━━ Data in this exercise

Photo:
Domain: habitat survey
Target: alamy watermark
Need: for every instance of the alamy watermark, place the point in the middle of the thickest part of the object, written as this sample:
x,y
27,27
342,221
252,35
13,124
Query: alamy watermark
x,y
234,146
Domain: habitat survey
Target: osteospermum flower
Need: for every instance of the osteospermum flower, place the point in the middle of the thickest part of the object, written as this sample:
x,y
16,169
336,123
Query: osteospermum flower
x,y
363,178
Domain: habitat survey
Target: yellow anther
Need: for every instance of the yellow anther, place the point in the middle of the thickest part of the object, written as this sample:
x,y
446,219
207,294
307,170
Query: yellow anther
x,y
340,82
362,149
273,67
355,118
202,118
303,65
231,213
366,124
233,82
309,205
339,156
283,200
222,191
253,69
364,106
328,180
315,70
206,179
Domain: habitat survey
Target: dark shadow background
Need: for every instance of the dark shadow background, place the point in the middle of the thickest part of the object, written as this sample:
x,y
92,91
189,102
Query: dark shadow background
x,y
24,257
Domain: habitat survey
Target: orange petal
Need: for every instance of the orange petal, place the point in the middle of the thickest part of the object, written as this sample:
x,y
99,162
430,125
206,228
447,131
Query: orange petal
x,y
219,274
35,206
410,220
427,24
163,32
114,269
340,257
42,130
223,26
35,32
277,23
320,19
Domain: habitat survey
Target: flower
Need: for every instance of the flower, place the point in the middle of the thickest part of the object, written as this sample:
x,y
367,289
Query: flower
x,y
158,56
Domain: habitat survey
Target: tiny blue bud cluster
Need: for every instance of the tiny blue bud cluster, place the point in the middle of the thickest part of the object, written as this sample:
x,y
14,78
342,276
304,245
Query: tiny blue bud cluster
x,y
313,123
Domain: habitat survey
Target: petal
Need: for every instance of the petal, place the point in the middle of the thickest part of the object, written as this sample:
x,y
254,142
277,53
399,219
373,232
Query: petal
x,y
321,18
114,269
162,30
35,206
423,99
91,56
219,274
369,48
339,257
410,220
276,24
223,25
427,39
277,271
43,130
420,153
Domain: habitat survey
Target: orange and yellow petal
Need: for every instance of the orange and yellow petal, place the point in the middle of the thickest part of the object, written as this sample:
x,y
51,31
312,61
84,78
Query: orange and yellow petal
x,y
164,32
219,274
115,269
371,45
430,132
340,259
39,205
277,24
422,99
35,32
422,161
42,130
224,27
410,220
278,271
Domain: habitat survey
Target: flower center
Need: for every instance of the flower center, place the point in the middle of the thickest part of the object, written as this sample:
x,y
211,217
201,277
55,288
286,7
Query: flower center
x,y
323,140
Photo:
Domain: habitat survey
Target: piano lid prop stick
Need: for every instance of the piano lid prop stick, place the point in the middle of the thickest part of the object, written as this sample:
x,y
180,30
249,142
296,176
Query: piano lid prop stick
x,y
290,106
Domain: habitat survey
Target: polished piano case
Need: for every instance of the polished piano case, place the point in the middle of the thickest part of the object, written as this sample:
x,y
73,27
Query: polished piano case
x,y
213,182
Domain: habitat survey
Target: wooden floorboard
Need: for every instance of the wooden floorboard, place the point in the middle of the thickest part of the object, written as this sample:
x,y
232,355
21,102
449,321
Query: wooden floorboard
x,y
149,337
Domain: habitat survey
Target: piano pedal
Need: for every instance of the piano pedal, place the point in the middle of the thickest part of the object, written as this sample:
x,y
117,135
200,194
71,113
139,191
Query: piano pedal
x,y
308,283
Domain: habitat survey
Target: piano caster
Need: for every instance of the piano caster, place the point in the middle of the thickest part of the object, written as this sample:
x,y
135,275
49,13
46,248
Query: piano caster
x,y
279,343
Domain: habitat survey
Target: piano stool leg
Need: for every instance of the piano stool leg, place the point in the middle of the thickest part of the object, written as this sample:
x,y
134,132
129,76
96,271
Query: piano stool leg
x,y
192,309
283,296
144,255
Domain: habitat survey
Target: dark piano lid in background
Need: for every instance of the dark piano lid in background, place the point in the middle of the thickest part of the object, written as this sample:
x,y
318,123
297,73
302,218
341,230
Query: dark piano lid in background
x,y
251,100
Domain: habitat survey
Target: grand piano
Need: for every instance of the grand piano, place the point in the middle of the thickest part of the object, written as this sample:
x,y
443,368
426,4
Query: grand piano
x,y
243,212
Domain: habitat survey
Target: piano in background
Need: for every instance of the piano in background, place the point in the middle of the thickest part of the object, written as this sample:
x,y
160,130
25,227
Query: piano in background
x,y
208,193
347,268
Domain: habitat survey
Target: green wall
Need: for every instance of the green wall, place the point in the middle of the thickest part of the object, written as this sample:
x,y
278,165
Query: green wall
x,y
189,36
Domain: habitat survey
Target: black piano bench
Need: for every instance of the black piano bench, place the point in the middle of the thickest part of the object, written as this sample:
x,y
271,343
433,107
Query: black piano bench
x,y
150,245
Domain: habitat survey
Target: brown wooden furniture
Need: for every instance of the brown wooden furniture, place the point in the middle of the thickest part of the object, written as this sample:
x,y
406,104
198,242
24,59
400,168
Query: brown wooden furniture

━━━━
━━ Data in this exercise

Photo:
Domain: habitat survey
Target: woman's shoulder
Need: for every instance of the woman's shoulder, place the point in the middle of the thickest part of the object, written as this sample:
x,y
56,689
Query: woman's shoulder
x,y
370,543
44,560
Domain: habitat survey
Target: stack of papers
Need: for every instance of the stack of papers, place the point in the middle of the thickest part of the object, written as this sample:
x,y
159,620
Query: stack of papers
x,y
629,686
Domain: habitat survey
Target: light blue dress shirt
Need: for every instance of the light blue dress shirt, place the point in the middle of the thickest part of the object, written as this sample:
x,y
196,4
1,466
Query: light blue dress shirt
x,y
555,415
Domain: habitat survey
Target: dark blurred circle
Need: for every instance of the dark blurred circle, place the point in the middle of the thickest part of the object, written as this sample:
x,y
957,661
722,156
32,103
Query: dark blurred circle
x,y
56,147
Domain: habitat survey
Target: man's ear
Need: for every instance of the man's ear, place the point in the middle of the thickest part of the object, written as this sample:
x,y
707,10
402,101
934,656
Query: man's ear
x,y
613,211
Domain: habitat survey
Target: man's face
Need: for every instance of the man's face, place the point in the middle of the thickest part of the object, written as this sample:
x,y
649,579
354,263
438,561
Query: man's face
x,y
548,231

━━━━
━━ Data in this exercise

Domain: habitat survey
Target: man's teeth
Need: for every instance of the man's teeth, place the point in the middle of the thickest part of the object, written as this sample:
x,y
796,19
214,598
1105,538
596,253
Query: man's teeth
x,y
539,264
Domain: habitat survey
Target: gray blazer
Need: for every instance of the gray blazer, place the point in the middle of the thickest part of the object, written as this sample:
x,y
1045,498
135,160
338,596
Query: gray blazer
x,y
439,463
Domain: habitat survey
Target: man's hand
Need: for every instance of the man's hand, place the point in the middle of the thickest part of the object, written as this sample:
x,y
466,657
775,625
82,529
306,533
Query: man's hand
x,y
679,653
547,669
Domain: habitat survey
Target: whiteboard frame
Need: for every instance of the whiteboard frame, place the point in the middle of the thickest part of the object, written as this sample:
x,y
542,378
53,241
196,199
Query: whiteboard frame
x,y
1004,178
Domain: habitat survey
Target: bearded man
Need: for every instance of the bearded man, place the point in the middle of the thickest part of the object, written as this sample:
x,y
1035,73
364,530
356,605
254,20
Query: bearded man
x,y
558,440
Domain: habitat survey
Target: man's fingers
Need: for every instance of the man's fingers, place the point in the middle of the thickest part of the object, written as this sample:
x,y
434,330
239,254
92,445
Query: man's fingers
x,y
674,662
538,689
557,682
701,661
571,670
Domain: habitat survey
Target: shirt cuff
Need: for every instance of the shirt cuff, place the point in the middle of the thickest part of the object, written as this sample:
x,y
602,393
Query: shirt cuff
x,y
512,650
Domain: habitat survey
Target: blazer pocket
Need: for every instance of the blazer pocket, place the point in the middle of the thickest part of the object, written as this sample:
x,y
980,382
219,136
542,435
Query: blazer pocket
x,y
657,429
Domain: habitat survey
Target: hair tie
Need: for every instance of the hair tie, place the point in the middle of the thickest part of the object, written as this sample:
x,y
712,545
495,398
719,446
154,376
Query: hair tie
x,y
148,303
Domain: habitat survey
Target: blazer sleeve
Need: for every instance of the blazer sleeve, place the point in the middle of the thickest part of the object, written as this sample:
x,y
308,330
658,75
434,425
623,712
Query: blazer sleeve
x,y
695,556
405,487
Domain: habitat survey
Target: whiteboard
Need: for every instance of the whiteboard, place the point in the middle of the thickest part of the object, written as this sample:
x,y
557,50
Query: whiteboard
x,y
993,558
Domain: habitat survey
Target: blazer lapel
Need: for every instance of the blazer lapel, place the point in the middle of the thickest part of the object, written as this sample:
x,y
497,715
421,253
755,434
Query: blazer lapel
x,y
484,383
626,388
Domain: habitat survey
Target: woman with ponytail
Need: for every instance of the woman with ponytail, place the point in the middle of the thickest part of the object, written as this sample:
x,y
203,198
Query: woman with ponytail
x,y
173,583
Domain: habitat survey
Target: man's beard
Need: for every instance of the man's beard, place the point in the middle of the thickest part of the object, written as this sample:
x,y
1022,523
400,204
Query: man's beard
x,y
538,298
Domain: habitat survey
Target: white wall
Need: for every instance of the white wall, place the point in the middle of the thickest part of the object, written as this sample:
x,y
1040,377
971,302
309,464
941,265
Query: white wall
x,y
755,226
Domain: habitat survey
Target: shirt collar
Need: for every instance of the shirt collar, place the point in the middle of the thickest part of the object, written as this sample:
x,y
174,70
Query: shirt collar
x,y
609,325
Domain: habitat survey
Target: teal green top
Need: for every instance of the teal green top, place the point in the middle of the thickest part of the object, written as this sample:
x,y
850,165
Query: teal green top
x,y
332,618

━━━━

Exercise aim —
In the listing above, count the lines that contain "brown". Give the number and nothing else.

Output of the exercise —
3